=== Section Start ===

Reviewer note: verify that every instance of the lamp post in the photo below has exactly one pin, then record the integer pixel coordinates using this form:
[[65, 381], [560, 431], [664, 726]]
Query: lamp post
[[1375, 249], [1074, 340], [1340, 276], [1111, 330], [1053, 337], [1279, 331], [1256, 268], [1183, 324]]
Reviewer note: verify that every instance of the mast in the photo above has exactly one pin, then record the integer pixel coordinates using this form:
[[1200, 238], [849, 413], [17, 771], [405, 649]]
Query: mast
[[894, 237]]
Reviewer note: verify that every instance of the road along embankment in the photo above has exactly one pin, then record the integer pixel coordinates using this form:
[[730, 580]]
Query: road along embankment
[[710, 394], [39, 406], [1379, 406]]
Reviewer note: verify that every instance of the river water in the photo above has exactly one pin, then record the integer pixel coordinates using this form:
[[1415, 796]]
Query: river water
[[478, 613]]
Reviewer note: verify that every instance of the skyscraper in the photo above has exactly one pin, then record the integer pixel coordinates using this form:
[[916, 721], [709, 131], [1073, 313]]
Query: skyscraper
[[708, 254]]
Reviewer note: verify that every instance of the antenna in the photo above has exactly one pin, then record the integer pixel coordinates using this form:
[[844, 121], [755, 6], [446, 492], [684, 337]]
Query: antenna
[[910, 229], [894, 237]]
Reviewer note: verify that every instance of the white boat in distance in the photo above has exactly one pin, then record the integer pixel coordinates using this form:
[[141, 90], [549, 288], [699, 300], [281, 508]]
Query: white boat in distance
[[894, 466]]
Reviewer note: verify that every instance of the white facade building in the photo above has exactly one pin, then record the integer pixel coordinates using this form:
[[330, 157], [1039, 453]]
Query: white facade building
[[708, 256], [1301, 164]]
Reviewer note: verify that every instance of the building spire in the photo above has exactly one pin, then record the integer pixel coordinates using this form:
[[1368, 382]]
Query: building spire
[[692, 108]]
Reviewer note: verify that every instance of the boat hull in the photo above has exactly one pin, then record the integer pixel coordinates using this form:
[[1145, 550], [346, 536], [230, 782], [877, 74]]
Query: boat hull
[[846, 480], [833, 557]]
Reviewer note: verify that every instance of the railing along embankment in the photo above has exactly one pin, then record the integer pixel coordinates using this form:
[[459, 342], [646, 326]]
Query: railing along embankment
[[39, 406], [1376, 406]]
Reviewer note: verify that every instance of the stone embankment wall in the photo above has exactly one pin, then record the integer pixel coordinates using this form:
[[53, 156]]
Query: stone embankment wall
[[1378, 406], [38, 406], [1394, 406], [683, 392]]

=== Section End ===

- [What you should do]: Give back, word for word, only the lines above from the line holding "Query: lamp post" to the line holding "Reviewer note: verify that every instance of the white facade", both included.

- [Answer]:
Query: lamp post
[[1375, 249], [1074, 340], [1340, 276], [1111, 330], [1053, 337], [1279, 331], [1256, 268], [1183, 324]]
Reviewer note: verify that every instance of the mast in the photo above has exactly one pin, then record the integer pixel coordinates using this form:
[[1200, 238], [849, 413], [17, 771], [405, 649]]
Query: mast
[[894, 237]]
Reviewer note: verify that every instance of the road along embankment in the photo above has exactly one pin, then record the integer pixel coordinates using this form:
[[730, 580]]
Query: road along embankment
[[710, 394], [39, 406], [1379, 406]]
Reviewer note: verify that every instance of the river water in the photo above has exactly one pin, then record the integer pixel coordinates using this form:
[[1415, 796]]
Query: river water
[[478, 613]]
Reviewer note: verify that every instance of the skyscraper in the photo above has exactly one pin, then record the integer pixel coordinates using this form:
[[916, 721], [709, 131], [1073, 313]]
Query: skyscraper
[[708, 254]]
Reviewer note: verify that every instance of the antenna in the photo above has exactly one pin, then record the integer pixel coordinates using this form:
[[844, 121], [755, 6], [446, 492], [684, 337]]
Query: antenna
[[910, 229], [894, 237]]
Reviewer note: verify that every instance of the white boat in distance in the photo above has exactly one pin, then record the integer pixel coordinates using this form:
[[141, 90], [549, 288], [699, 300], [281, 508]]
Query: white boat in distance
[[894, 466]]
Reviewer note: verify that every instance of the white facade building in the photo above has exactly one pin, then record the integer pixel coordinates using this form:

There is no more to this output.